::: Recorded information

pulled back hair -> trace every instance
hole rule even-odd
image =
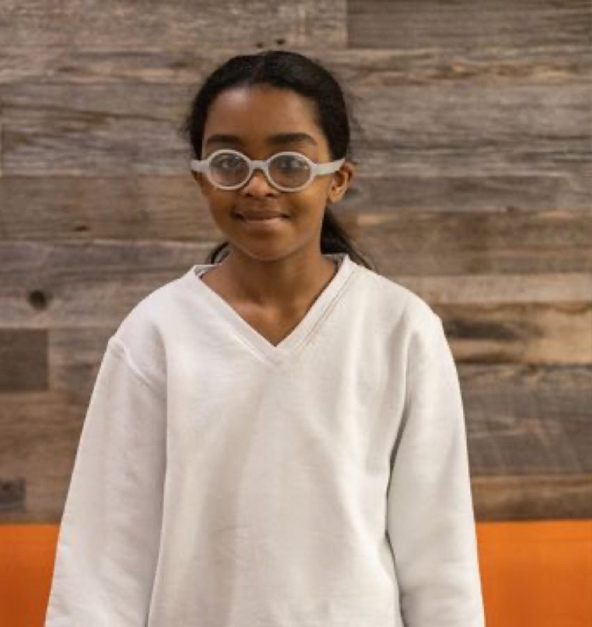
[[[182,124],[182,134],[189,140],[196,159],[201,158],[201,144],[208,112],[222,91],[235,87],[269,85],[290,89],[316,104],[317,125],[325,133],[332,160],[350,161],[350,132],[343,91],[333,75],[316,61],[297,52],[264,50],[255,54],[233,56],[215,69],[194,96]],[[229,252],[227,241],[210,251],[206,263],[216,263]],[[357,249],[352,238],[325,206],[320,234],[322,254],[347,253],[354,262],[374,269],[374,263]]]

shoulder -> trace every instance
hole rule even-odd
[[[396,280],[364,266],[357,274],[372,319],[389,330],[393,344],[406,353],[411,369],[441,350],[446,341],[442,320],[428,301]]]
[[[421,332],[442,325],[432,306],[410,288],[362,265],[357,273],[368,304],[394,316],[407,330]]]
[[[138,302],[120,323],[109,341],[125,349],[137,368],[157,382],[166,378],[165,327],[174,327],[180,295],[176,277]]]

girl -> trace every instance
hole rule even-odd
[[[441,318],[328,205],[341,88],[235,56],[185,127],[227,241],[109,339],[47,627],[481,627],[463,408]]]

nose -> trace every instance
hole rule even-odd
[[[262,194],[276,194],[278,190],[267,180],[265,173],[259,168],[255,168],[251,178],[240,188],[242,194],[251,194],[260,196]]]

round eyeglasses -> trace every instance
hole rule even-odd
[[[315,163],[300,153],[276,153],[265,161],[251,160],[230,148],[216,150],[207,159],[191,160],[194,172],[205,172],[210,182],[220,189],[237,189],[251,178],[256,168],[263,170],[267,180],[281,192],[304,189],[316,176],[336,172],[345,160]]]

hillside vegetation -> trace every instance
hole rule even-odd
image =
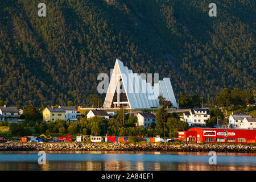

::::::

- [Required task]
Reproduce all of the data above with "trace every instance" swapped for "outline each occurrence" wherever it occurs, keeping every other line unchanged. Omit the pictures from your answer.

- [Output of the task]
pulled back hair -> outline each occurrence
hole rule even-odd
image =
[[[182,124],[182,134],[189,140],[196,159],[201,158],[201,144],[208,112],[222,91],[235,87],[269,85],[290,89],[316,104],[317,125],[325,133],[332,160],[350,161],[350,132],[343,91],[333,75],[316,61],[297,52],[264,50],[255,54],[233,56],[215,69],[194,96]],[[229,252],[227,241],[210,251],[206,263],[216,263]],[[357,249],[352,238],[325,206],[320,234],[322,254],[347,253],[354,262],[374,269],[374,263]]]

shoulder -> outline each occurrence
hole rule even-odd
[[[396,280],[364,266],[357,274],[372,319],[389,330],[393,344],[406,353],[411,369],[441,350],[446,341],[442,320],[428,301]]]
[[[421,332],[442,325],[432,306],[410,288],[362,265],[357,273],[368,304],[394,316],[407,330]]]
[[[138,302],[120,323],[109,341],[125,349],[137,368],[157,382],[166,378],[165,327],[174,327],[180,295],[176,277]]]

girl -> outline each occurrence
hole rule even-odd
[[[441,318],[328,205],[341,88],[235,56],[185,127],[227,241],[109,339],[47,627],[481,627],[463,408]]]

nose -> outline each occurrence
hole rule even-odd
[[[262,194],[276,194],[278,190],[267,180],[265,173],[259,168],[255,168],[251,178],[240,188],[242,194],[251,194],[260,196]]]

round eyeglasses -> outline each occurrence
hole rule even-odd
[[[315,163],[300,153],[276,153],[265,161],[251,160],[230,148],[216,150],[207,159],[191,160],[194,172],[205,172],[210,182],[220,189],[237,189],[251,178],[256,168],[263,170],[267,180],[281,192],[304,189],[316,176],[336,172],[345,160]]]

hillside vegetation -> outline each occurrence
hole rule even-odd
image =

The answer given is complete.